**TASKS**.
A. In the Georgia series excerpt, rewrite the passage from "The first article" to "involvement in education.", substituting "installment" for "article".
B. Answer these questions from the Georgia series excerpt:
(i) In which county's library did the dispute over a sexually graphic book take place?
(ii) How old does the mobile billboard truck driver say he is?
(iii) Which county's controversy was the focus of the first article?

::: TEXT EXCERPT :::

These are all tactics used or condoned by LGBTQ+ activists in Georgia.
This is the final part of a three-article series taking a deeper look into the transgender culture war roiling Georgia, as in the rest of America.
The first article focused on the Cobb County controversy around school libraries providing books about children having sex.
The second article examined a Georgia Equality board member’s targeting a local mother of four, following a dispute over a sexually graphic book in the Oconee County library.
Part three takes a closer look at the tactics used by Georgia LGBTQ+ activists in advocating against child safeguarding and against parental involvement in education.
Atlanta.
“I have promoted a lot of gay events. I’m sixty-one years old and I ain’t never seen nothing like this, except on TV and in the Bible,” said the driver of a mobile billboard truck during Atlanta’s October 12-13, 2024, “Pride” event.

::: RECORDED INFORMATION :::

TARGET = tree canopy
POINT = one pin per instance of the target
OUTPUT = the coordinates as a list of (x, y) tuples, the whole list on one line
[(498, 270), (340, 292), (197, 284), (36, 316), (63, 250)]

:::

**SOLVED PROBLEMS**.
A.
The first installment focused on the Cobb County controversy around school libraries providing books about children having sex.
The second installment examined a Georgia Equality board member’s targeting a local mother of four, following a dispute over a sexually graphic book in the Oconee County library.
Part three takes a closer look at the tactics used by Georgia LGBTQ+ activists in advocating against child safeguarding and against parental involvement in education.

B.
(i) Oconee County
(ii) Sixty-one
(iii) Cobb County